[Saved data entries]
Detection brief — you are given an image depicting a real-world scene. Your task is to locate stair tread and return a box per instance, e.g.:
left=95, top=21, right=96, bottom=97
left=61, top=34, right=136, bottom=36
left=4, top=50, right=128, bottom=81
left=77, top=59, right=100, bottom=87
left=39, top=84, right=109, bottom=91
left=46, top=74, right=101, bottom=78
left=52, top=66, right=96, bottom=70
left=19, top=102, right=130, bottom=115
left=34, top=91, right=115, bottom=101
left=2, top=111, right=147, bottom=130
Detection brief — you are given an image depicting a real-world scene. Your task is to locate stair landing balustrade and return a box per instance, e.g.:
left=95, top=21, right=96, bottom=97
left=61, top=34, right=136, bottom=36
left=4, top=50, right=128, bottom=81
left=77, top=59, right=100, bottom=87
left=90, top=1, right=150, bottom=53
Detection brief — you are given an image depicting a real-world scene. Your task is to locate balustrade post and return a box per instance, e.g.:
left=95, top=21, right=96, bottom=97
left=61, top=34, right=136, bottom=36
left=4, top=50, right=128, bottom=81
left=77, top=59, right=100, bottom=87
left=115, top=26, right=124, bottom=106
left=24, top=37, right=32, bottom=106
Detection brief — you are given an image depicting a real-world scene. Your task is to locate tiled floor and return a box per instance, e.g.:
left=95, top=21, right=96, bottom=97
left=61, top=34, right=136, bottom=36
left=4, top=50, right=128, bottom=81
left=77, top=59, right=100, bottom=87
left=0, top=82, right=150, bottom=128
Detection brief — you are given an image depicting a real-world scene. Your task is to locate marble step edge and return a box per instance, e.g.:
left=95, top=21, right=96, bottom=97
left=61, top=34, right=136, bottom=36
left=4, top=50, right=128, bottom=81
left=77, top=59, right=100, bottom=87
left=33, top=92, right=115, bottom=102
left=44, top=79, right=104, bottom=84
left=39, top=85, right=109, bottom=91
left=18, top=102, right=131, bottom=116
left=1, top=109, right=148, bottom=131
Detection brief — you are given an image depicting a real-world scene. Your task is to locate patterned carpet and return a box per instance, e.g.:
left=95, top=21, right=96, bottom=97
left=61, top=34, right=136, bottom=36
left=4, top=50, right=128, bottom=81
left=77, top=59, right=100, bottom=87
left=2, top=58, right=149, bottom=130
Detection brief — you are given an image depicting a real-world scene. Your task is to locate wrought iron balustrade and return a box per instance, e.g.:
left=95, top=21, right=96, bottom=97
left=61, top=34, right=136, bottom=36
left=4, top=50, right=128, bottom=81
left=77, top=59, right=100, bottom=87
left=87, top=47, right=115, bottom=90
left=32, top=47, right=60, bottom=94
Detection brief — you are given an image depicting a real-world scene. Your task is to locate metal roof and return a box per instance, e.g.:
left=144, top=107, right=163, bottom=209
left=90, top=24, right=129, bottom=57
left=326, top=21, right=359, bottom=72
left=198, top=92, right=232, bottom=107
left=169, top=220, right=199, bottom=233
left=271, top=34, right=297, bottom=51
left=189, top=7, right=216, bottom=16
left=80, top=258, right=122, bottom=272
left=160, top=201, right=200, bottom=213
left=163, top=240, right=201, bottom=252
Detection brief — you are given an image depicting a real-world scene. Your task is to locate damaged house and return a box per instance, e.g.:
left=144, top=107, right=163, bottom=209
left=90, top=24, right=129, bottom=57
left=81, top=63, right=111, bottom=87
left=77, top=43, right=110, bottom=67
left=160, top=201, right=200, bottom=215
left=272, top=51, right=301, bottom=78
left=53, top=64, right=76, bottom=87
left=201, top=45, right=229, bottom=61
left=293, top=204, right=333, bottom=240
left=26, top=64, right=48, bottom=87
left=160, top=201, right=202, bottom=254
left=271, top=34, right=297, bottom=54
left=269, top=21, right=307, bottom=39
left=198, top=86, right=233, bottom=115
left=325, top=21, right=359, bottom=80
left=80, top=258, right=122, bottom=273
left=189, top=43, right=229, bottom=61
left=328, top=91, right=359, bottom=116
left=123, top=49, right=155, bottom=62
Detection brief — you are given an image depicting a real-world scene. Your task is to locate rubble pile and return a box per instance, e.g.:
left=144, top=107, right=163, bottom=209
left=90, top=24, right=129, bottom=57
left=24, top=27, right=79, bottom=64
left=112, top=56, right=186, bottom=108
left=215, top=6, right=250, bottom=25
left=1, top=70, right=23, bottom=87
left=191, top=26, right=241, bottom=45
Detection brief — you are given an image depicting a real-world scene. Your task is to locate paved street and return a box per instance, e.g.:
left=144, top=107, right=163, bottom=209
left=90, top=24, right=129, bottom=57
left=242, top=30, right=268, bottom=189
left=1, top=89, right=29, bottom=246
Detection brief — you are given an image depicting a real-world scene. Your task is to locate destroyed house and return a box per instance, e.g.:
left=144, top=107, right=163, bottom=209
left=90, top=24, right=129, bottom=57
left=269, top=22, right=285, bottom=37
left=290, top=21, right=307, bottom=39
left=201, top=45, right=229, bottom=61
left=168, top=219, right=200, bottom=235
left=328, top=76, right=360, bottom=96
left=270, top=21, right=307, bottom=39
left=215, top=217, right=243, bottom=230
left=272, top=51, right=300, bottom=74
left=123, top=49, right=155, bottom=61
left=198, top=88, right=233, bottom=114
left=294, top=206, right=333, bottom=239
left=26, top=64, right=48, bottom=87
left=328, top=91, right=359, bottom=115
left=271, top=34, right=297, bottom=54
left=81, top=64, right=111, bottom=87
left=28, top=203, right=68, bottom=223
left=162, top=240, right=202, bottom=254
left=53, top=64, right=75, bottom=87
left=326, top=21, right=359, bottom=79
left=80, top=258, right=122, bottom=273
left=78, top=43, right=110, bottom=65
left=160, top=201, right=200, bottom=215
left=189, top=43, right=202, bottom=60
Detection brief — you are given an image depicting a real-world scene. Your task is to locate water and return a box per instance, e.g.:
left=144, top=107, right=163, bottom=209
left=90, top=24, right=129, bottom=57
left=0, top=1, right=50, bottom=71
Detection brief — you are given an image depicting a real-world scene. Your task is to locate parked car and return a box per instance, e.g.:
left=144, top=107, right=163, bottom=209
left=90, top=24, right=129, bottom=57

What to work on: Print every line of the material above again, unchanged.

Expected output:
Detection brief — you are given an image depicting a real-world scene. Your task is to locate stair tread and return a box per instance, e.g.:
left=95, top=21, right=96, bottom=97
left=61, top=34, right=136, bottom=36
left=4, top=50, right=128, bottom=81
left=77, top=59, right=100, bottom=87
left=39, top=84, right=109, bottom=91
left=46, top=74, right=101, bottom=78
left=52, top=66, right=96, bottom=70
left=19, top=102, right=130, bottom=115
left=34, top=91, right=115, bottom=101
left=2, top=111, right=147, bottom=130
Detection brief — you are given an image depicting a real-world scene. Your task is to locate stair landing balustrade and return a box per instance, e.g.:
left=95, top=21, right=96, bottom=97
left=61, top=34, right=136, bottom=36
left=4, top=50, right=128, bottom=81
left=77, top=59, right=100, bottom=87
left=90, top=1, right=150, bottom=53
Detection brief — you are given an image depicting a real-world scene. Your task is to locate balustrade post and return a box per instance, e.g.:
left=95, top=21, right=96, bottom=97
left=61, top=34, right=136, bottom=36
left=4, top=50, right=128, bottom=81
left=77, top=59, right=100, bottom=87
left=115, top=26, right=124, bottom=106
left=24, top=37, right=32, bottom=106
Detection brief — you are given an image depicting a real-world scene. Your task is to locate tiled floor and return a box per instance, e.g.:
left=95, top=21, right=96, bottom=97
left=61, top=34, right=136, bottom=36
left=4, top=50, right=128, bottom=81
left=77, top=59, right=100, bottom=87
left=0, top=82, right=150, bottom=128
Detection brief — you are given an image depicting a real-world scene. Your task is to locate marble step edge and return a box per instance, e.g.:
left=95, top=21, right=96, bottom=97
left=61, top=34, right=136, bottom=36
left=4, top=50, right=128, bottom=81
left=77, top=59, right=100, bottom=87
left=33, top=92, right=115, bottom=102
left=44, top=79, right=104, bottom=84
left=39, top=85, right=109, bottom=91
left=18, top=102, right=131, bottom=116
left=1, top=109, right=148, bottom=131
Detection brief — you are given an image depicting a real-world scene. Your task is to locate patterned carpet and return a box per instance, e.g.:
left=95, top=21, right=96, bottom=97
left=61, top=34, right=136, bottom=36
left=4, top=50, right=128, bottom=81
left=77, top=59, right=100, bottom=87
left=2, top=58, right=149, bottom=130
Detection brief — you are given an image depicting a real-world scene. Your task is to locate wrought iron balustrade and return a box per instance, e.g.:
left=95, top=21, right=96, bottom=97
left=61, top=34, right=136, bottom=36
left=4, top=50, right=128, bottom=81
left=77, top=59, right=100, bottom=87
left=87, top=47, right=115, bottom=90
left=32, top=47, right=60, bottom=94
Detection brief — you are given an image depicting a real-world scene. Your task is to locate metal roof and return a box per instance, e.g.:
left=144, top=107, right=163, bottom=209
left=90, top=24, right=129, bottom=57
left=326, top=21, right=359, bottom=72
left=198, top=92, right=232, bottom=107
left=169, top=220, right=199, bottom=233
left=271, top=34, right=297, bottom=51
left=189, top=7, right=216, bottom=16
left=80, top=258, right=122, bottom=272
left=160, top=201, right=200, bottom=213
left=163, top=240, right=201, bottom=252
Detection brief — you are given an image depicting a real-world scene. Your task is to locate damaged house and return a box per instance, e.g.:
left=144, top=107, right=163, bottom=209
left=90, top=24, right=129, bottom=57
left=81, top=63, right=111, bottom=87
left=77, top=43, right=110, bottom=67
left=160, top=201, right=200, bottom=215
left=272, top=51, right=301, bottom=78
left=53, top=64, right=76, bottom=87
left=201, top=45, right=229, bottom=61
left=293, top=204, right=333, bottom=240
left=26, top=64, right=48, bottom=87
left=160, top=201, right=202, bottom=254
left=271, top=34, right=297, bottom=54
left=269, top=21, right=307, bottom=39
left=198, top=86, right=233, bottom=115
left=325, top=21, right=359, bottom=80
left=80, top=258, right=122, bottom=273
left=189, top=43, right=229, bottom=61
left=328, top=91, right=359, bottom=116
left=123, top=49, right=155, bottom=62
Detection brief — you are given an image depicting a real-world scene. Your task is to locate rubble pile and return a box per instance, e.g.:
left=144, top=107, right=163, bottom=209
left=90, top=24, right=129, bottom=57
left=24, top=27, right=79, bottom=64
left=112, top=56, right=186, bottom=108
left=215, top=6, right=250, bottom=25
left=1, top=70, right=23, bottom=87
left=191, top=26, right=241, bottom=45
Detection brief — you are given an image depicting a real-world scene. Your task is to locate paved street and return a box per instance, e.g.:
left=144, top=107, right=163, bottom=209
left=90, top=24, right=129, bottom=57
left=242, top=30, right=268, bottom=189
left=1, top=89, right=29, bottom=246
Detection brief — you are given an image depicting a real-world scene. Your task is to locate destroyed house and return a box per instance, e.g.:
left=144, top=107, right=163, bottom=209
left=90, top=24, right=129, bottom=57
left=269, top=22, right=285, bottom=37
left=290, top=21, right=307, bottom=39
left=201, top=45, right=229, bottom=61
left=168, top=219, right=200, bottom=235
left=328, top=76, right=360, bottom=96
left=270, top=21, right=307, bottom=39
left=215, top=217, right=243, bottom=230
left=272, top=51, right=300, bottom=74
left=123, top=49, right=155, bottom=61
left=198, top=88, right=233, bottom=114
left=294, top=206, right=333, bottom=239
left=26, top=64, right=48, bottom=87
left=328, top=91, right=359, bottom=115
left=271, top=34, right=297, bottom=54
left=81, top=64, right=111, bottom=87
left=28, top=203, right=68, bottom=223
left=162, top=240, right=202, bottom=254
left=53, top=64, right=75, bottom=87
left=326, top=21, right=359, bottom=79
left=80, top=258, right=122, bottom=273
left=78, top=43, right=110, bottom=65
left=160, top=201, right=200, bottom=215
left=189, top=43, right=202, bottom=60
Detection brief — you are given an image depicting a real-world scene. Your task is to locate water and return a box per instance, e.g.:
left=144, top=107, right=163, bottom=209
left=90, top=24, right=129, bottom=57
left=0, top=1, right=50, bottom=71
Detection brief — you are given an image depicting a real-world scene. Your task is to locate parked car and return a box per instance, e.g.:
left=144, top=107, right=163, bottom=209
left=90, top=24, right=129, bottom=57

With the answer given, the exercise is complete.